■ Exercise goal: Reproduce all of the data below verbatim, leaving out the pictures.

The data start

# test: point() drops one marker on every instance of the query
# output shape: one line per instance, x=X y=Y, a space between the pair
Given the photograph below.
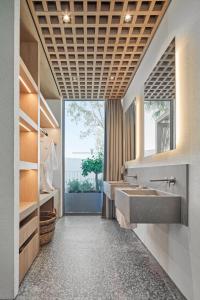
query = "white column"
x=9 y=141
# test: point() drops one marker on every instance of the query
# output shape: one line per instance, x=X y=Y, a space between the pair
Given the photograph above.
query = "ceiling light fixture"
x=44 y=113
x=25 y=127
x=127 y=18
x=25 y=85
x=66 y=18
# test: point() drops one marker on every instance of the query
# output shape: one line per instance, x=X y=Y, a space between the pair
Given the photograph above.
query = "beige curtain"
x=113 y=156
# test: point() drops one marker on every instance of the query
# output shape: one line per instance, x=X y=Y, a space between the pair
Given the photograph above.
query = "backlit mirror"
x=129 y=133
x=159 y=105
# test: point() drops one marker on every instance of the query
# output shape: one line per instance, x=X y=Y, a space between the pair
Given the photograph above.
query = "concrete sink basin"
x=110 y=186
x=148 y=206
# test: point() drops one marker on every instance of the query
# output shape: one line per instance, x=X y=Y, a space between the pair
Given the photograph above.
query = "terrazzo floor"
x=94 y=259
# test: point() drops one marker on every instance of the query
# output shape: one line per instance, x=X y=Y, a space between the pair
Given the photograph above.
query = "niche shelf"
x=24 y=165
x=26 y=123
x=47 y=119
x=26 y=208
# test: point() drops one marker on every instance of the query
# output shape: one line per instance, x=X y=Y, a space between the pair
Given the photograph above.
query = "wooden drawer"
x=27 y=256
x=27 y=229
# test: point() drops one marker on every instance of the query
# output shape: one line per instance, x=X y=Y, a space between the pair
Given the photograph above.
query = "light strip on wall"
x=25 y=85
x=44 y=112
x=22 y=125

The data end

■ Answer below:
# test: point() drops one marker on every instance of the query
# output shape: one line per instance, x=X y=Y, a space between the pair
Given the photograph below.
query = "white column"
x=9 y=141
# test: point() drops one marker on every instance of the query
# output shape: one line per instance, x=X y=Y, a space between the pair
Given the photograph above.
query = "ceiling light fixture"
x=44 y=113
x=25 y=127
x=127 y=18
x=25 y=85
x=66 y=18
# test: point() drops one marker on every instance of the query
# output shape: one line per instance, x=X y=Y, a space between the pair
Given the photograph above.
query = "beige curtain"
x=113 y=156
# test: point() drops one marker on every instance of the query
# output shape: one line per instance, x=X y=Y, a space between the pair
Given the photograph above.
query = "backlit mirror"
x=129 y=133
x=159 y=105
# test: point() drops one marker on every instance of the query
# output shape: one line per instance, x=X y=Y, a space between the pair
Given the photograph above.
query = "concrete sink basin"
x=110 y=186
x=148 y=206
# test: point() drops one marker on every instance of the query
# output shape: one line per instance, x=X y=Y, a space between the pair
Given the photograph above.
query = "terrazzo floor"
x=94 y=259
# test: point() drops one marker on every instance of the query
# output shape: one line per instance, x=X y=Y, a space between the pair
Given the photograph above.
query = "niche shelf"
x=24 y=165
x=26 y=123
x=47 y=119
x=26 y=208
# test: point() drops one marker on every instance of the query
# output shape: one line per instance, x=X y=Y, a space between the pair
Given the photograph above.
query = "wooden drawer"
x=27 y=256
x=27 y=229
# test: point() drops one marker on every instance of the query
# output shape: one line per instance, x=X y=Y, a space between the pair
Given the photograph above.
query = "light strip on wall"
x=25 y=85
x=44 y=112
x=22 y=125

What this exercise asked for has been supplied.